§ **WHAT IS EXPECTED**
Please, starting at the line that contains "the wheelchair, where", reproduce every line exactly until the records run out, skipping all pictures.

§ **DATA FOR REVIEW**
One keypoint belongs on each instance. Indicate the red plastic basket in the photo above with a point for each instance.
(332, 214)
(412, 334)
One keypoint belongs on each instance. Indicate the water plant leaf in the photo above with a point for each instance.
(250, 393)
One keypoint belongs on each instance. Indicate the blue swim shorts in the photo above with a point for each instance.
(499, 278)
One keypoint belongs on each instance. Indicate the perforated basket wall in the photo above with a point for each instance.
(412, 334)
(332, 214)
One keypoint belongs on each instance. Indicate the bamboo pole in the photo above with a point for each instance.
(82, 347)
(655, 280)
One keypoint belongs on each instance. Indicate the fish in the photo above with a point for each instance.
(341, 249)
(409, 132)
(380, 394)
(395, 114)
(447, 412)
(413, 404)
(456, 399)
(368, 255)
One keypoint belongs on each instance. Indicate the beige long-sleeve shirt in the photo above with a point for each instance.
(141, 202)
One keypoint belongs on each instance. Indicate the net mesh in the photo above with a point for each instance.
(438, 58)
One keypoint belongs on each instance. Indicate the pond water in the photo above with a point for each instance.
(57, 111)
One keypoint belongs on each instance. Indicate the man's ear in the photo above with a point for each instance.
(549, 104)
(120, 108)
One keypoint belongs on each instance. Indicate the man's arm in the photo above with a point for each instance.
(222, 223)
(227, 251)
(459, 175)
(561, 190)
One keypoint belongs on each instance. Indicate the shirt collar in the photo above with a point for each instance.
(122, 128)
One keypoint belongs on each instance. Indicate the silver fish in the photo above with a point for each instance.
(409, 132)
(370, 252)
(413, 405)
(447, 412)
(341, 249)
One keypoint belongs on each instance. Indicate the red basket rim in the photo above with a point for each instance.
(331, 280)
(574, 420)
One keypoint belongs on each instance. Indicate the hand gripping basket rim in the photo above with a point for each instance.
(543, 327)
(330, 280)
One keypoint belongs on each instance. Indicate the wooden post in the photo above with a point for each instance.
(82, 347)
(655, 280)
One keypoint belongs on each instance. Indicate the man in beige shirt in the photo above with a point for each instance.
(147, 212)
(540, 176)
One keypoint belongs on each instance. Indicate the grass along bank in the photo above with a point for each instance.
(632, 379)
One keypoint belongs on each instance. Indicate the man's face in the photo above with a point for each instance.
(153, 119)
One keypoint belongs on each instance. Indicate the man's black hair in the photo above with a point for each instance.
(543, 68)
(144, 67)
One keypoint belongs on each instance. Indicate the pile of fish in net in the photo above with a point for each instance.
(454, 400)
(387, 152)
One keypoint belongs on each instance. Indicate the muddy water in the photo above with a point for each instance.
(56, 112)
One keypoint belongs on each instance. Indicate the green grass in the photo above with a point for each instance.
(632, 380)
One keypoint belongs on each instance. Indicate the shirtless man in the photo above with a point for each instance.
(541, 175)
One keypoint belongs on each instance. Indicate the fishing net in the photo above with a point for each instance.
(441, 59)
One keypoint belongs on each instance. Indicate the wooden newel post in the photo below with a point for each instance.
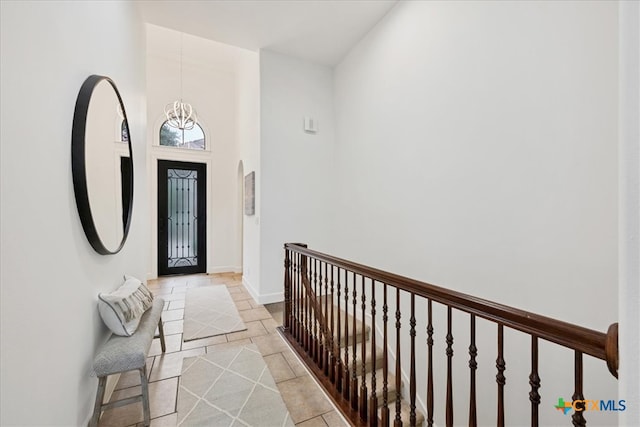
(289, 251)
(287, 289)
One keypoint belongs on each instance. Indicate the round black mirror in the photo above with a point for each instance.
(102, 164)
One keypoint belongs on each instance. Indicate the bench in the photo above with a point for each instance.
(121, 354)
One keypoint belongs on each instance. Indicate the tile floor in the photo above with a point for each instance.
(306, 403)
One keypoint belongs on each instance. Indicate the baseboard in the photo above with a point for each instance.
(249, 287)
(225, 269)
(271, 298)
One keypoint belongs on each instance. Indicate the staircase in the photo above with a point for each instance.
(347, 358)
(327, 300)
(348, 335)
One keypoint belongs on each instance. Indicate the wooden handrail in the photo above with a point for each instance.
(601, 345)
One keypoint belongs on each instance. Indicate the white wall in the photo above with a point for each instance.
(629, 191)
(248, 133)
(50, 274)
(210, 78)
(297, 168)
(476, 149)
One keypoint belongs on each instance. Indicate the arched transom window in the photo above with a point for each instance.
(192, 139)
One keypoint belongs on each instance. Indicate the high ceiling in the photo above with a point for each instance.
(321, 31)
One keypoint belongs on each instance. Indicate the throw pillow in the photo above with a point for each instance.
(122, 309)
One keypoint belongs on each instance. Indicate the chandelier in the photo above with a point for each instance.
(180, 115)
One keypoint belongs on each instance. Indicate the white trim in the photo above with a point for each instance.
(225, 269)
(262, 298)
(271, 298)
(155, 139)
(249, 287)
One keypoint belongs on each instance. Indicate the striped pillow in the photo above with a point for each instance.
(122, 309)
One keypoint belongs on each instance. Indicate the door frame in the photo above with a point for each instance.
(203, 213)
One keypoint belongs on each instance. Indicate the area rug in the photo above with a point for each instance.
(210, 311)
(228, 387)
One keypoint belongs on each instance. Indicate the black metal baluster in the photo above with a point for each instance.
(331, 361)
(363, 351)
(339, 366)
(429, 365)
(316, 337)
(449, 352)
(398, 420)
(354, 334)
(500, 378)
(534, 382)
(373, 402)
(578, 415)
(287, 291)
(385, 361)
(473, 366)
(412, 375)
(346, 389)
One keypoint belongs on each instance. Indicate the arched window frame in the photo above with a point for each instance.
(182, 144)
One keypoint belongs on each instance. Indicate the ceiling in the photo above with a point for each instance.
(320, 31)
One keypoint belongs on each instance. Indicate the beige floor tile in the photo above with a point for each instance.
(254, 304)
(170, 364)
(175, 305)
(279, 368)
(254, 329)
(171, 315)
(243, 305)
(303, 399)
(255, 314)
(162, 401)
(218, 339)
(270, 344)
(270, 325)
(161, 292)
(173, 327)
(334, 419)
(173, 296)
(172, 342)
(295, 364)
(216, 347)
(313, 422)
(241, 296)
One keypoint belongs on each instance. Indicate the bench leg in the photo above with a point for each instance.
(97, 409)
(145, 396)
(161, 330)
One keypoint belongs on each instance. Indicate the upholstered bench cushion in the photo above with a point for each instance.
(120, 354)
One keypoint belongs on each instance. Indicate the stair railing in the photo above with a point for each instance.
(319, 287)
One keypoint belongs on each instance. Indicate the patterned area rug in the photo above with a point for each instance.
(210, 311)
(228, 387)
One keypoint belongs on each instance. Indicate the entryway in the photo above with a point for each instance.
(182, 217)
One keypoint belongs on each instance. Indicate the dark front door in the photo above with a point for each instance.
(182, 215)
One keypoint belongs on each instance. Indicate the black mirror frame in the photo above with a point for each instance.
(79, 167)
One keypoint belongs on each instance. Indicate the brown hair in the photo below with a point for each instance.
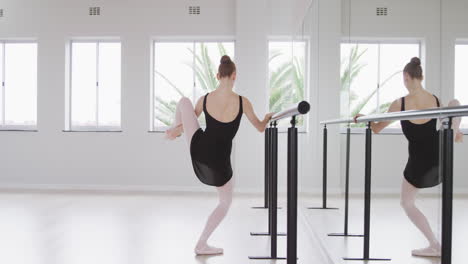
(226, 67)
(413, 68)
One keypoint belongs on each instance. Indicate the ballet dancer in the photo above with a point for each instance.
(421, 170)
(210, 149)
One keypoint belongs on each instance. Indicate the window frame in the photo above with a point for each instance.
(307, 60)
(69, 89)
(174, 39)
(379, 41)
(18, 128)
(464, 42)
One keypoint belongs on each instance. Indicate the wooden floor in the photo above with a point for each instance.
(392, 234)
(106, 228)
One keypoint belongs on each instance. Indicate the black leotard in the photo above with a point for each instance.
(211, 149)
(422, 169)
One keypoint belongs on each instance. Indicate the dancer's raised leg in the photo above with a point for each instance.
(225, 199)
(408, 199)
(185, 121)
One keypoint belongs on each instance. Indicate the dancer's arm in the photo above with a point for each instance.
(199, 106)
(378, 126)
(456, 121)
(249, 112)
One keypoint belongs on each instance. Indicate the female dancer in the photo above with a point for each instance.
(422, 168)
(211, 149)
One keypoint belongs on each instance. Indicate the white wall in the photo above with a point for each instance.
(419, 19)
(86, 160)
(138, 159)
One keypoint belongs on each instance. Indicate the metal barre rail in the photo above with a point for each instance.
(441, 112)
(299, 109)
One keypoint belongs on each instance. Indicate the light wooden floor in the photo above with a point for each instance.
(392, 234)
(106, 228)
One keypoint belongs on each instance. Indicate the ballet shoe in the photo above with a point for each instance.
(208, 250)
(431, 251)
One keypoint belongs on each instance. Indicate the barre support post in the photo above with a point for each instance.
(273, 196)
(292, 194)
(346, 215)
(367, 199)
(447, 191)
(324, 171)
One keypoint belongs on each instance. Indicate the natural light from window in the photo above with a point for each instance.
(287, 76)
(95, 85)
(184, 69)
(461, 82)
(371, 76)
(18, 94)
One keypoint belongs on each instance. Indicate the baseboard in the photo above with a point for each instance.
(121, 188)
(312, 192)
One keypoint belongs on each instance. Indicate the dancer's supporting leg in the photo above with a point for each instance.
(225, 199)
(185, 120)
(408, 199)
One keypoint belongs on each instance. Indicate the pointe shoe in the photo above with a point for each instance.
(430, 251)
(208, 250)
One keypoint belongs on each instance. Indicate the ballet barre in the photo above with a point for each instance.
(271, 183)
(446, 114)
(297, 109)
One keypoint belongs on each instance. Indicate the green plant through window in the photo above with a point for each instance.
(368, 84)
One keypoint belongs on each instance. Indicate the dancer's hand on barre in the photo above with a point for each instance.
(249, 112)
(459, 137)
(356, 116)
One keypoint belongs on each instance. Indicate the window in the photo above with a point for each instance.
(95, 86)
(18, 91)
(371, 76)
(286, 76)
(183, 69)
(461, 83)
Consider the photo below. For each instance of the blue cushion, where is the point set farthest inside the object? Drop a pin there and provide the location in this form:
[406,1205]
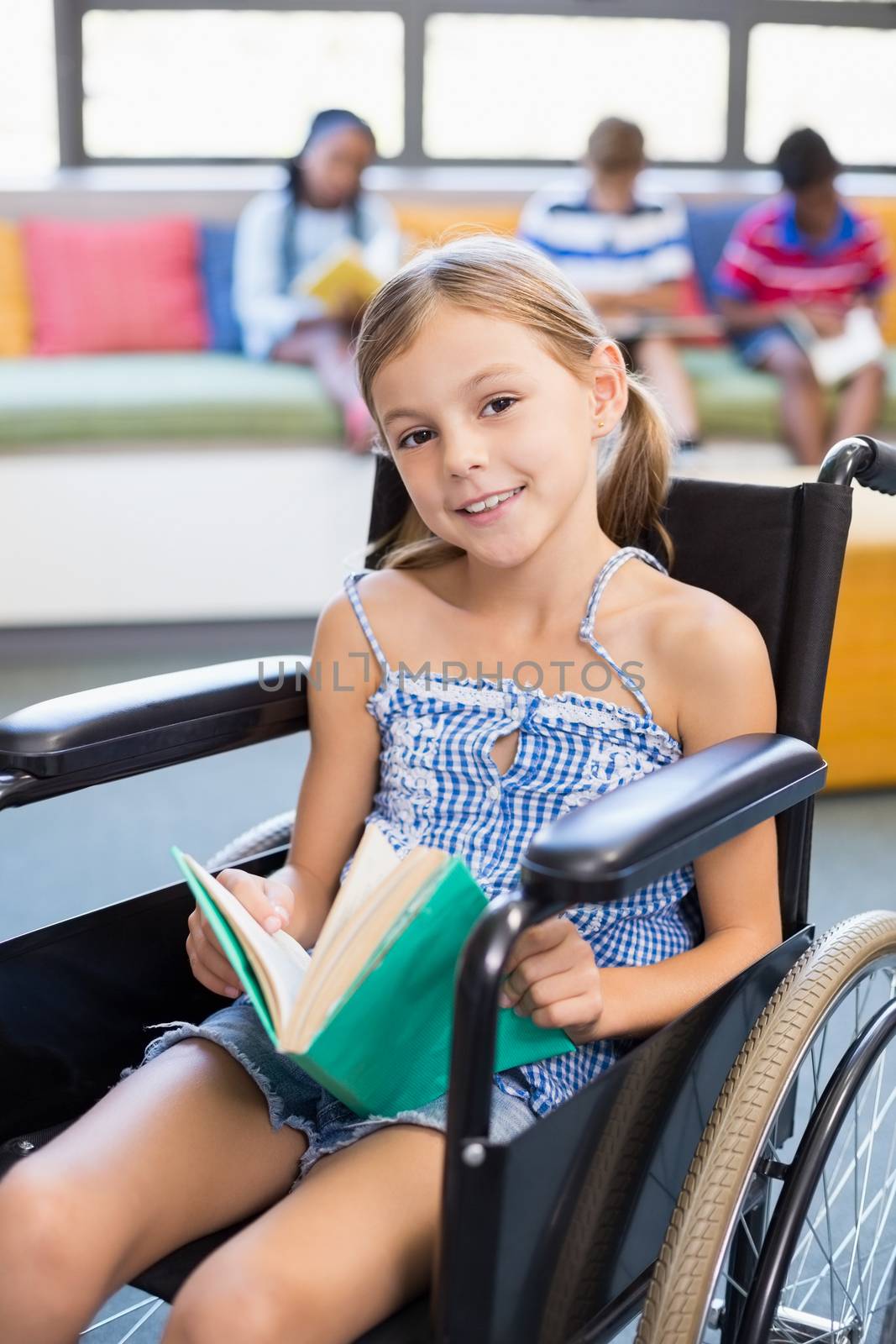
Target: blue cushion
[710,230]
[217,269]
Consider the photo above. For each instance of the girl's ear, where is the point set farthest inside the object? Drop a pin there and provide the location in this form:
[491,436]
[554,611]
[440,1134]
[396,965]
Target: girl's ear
[609,391]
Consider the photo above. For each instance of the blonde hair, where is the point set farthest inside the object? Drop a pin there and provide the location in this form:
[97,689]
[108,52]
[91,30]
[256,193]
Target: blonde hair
[497,276]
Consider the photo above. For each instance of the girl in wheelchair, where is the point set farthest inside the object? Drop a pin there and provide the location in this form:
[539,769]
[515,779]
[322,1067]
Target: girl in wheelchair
[515,656]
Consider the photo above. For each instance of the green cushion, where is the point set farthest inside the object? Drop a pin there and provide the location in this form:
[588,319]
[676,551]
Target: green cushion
[211,396]
[157,396]
[736,402]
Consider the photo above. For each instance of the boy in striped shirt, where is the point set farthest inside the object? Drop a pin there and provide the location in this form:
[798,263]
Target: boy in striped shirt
[629,257]
[804,250]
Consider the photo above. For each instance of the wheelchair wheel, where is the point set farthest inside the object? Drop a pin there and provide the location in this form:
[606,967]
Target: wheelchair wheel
[786,1226]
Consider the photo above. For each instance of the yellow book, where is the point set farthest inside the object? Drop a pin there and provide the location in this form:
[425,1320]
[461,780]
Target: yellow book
[338,277]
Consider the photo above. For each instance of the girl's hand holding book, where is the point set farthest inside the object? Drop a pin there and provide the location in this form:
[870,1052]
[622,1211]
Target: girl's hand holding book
[553,979]
[266,900]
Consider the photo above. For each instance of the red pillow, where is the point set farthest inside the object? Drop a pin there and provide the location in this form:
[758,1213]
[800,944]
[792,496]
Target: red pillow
[109,286]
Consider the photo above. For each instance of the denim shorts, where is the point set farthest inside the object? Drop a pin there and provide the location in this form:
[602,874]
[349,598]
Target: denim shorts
[295,1099]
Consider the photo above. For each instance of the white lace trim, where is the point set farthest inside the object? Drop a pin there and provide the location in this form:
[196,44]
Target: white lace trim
[566,706]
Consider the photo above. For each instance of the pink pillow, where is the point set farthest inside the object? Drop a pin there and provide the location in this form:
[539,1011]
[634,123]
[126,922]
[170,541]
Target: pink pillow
[109,286]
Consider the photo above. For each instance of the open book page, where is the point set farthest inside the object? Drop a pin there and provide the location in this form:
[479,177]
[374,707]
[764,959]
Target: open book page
[280,968]
[374,860]
[835,358]
[356,944]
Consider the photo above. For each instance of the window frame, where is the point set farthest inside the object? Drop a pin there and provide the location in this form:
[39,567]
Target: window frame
[739,17]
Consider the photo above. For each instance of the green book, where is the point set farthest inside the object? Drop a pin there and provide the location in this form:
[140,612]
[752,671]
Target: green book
[369,1014]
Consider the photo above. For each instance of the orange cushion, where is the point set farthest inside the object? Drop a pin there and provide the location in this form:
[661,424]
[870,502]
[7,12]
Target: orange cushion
[15,308]
[423,223]
[127,286]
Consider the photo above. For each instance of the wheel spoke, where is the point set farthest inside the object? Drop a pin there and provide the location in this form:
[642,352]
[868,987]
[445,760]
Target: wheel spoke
[867,1173]
[835,1276]
[844,1178]
[884,1278]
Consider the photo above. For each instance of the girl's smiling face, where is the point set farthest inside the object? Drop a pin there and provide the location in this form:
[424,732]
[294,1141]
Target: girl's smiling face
[477,407]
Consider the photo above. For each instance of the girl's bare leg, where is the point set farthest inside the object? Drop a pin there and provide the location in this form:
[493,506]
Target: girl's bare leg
[181,1148]
[355,1241]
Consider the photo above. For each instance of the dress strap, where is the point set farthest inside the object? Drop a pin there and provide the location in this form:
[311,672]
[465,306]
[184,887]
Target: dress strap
[586,629]
[351,588]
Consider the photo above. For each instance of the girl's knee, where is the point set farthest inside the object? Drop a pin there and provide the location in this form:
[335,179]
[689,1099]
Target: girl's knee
[45,1227]
[239,1301]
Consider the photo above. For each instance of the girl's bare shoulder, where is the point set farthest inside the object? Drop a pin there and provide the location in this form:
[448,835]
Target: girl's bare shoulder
[718,660]
[689,618]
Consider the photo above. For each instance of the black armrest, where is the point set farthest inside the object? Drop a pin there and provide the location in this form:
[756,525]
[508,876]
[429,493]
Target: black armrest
[631,837]
[602,851]
[114,732]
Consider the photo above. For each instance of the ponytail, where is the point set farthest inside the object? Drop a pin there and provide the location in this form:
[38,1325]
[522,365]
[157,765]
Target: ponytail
[634,480]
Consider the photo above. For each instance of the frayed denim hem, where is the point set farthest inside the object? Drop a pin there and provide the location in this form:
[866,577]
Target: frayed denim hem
[190,1032]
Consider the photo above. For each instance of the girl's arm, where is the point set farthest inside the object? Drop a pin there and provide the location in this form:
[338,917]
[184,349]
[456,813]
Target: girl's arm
[343,768]
[720,662]
[335,797]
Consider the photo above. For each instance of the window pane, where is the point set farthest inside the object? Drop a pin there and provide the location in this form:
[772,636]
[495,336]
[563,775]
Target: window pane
[839,81]
[29,127]
[235,84]
[517,87]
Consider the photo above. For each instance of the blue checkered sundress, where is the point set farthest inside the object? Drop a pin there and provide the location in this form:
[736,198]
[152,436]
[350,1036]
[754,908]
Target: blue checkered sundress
[439,786]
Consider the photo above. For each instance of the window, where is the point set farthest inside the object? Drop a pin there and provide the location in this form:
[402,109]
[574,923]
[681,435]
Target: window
[553,77]
[217,84]
[715,82]
[840,81]
[29,132]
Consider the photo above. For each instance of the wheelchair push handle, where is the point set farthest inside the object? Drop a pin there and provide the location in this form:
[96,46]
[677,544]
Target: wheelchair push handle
[862,459]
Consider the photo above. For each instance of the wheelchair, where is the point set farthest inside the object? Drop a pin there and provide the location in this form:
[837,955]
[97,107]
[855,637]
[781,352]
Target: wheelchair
[732,1178]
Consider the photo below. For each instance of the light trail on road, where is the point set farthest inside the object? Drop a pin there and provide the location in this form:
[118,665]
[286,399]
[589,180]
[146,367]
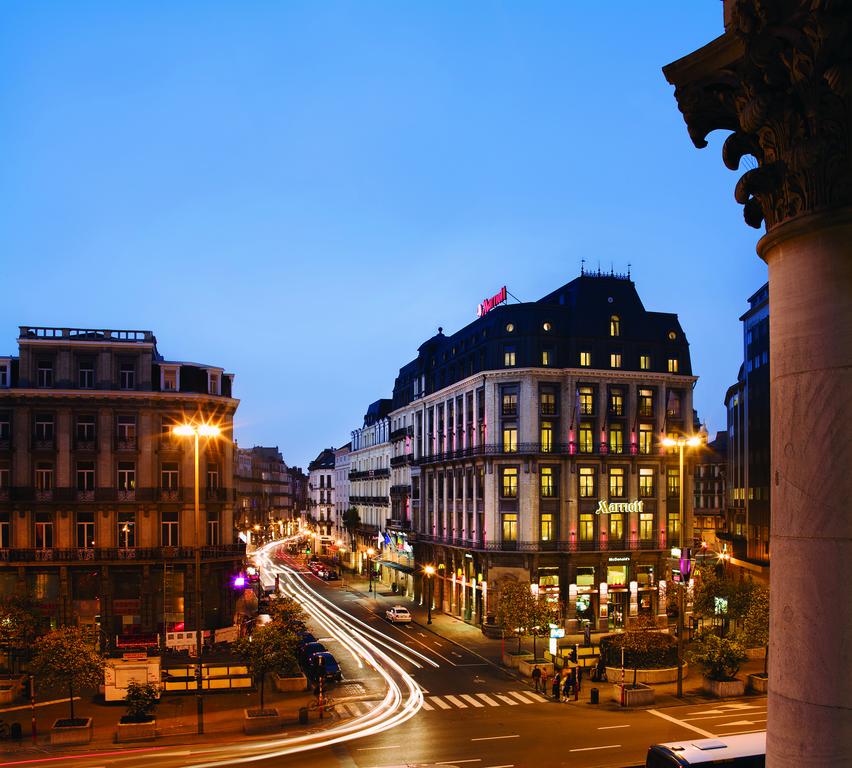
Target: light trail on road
[402,700]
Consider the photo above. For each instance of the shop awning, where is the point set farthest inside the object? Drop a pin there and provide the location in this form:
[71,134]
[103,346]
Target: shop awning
[396,566]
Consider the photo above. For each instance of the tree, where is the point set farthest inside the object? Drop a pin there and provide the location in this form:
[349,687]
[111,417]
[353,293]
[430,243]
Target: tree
[64,658]
[351,521]
[141,700]
[18,625]
[755,630]
[287,615]
[269,649]
[542,614]
[720,657]
[515,608]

§ **ANSWER TO THE EXERCISE**
Consider the photo above. For each instance of the wheelchair, where is the point set farthest inside the object? Drop a pin there and provide the location in this form:
[837,955]
[97,107]
[855,637]
[781,352]
Target: wheelchair
[732,1178]
Consider the photo below. For each instance of the light trail on road, where is the point set farthest inside the object? Drop a pin there and provide the location in this form:
[118,665]
[286,399]
[589,180]
[146,367]
Target: light trail on road
[402,700]
Consider the photo above. For each instance of the shop awning, where is the point set farthest inside the object? Drop a pin there and provide the location in this form:
[71,134]
[103,346]
Target: shop awning
[396,566]
Consider the photo above. For each instance of the tree, where is the point set farthest inside the object? Drop a pin there and provide the location in this form:
[349,687]
[111,417]
[353,293]
[430,243]
Target: tree
[64,658]
[351,521]
[141,700]
[18,625]
[755,630]
[287,615]
[269,649]
[542,614]
[720,657]
[515,608]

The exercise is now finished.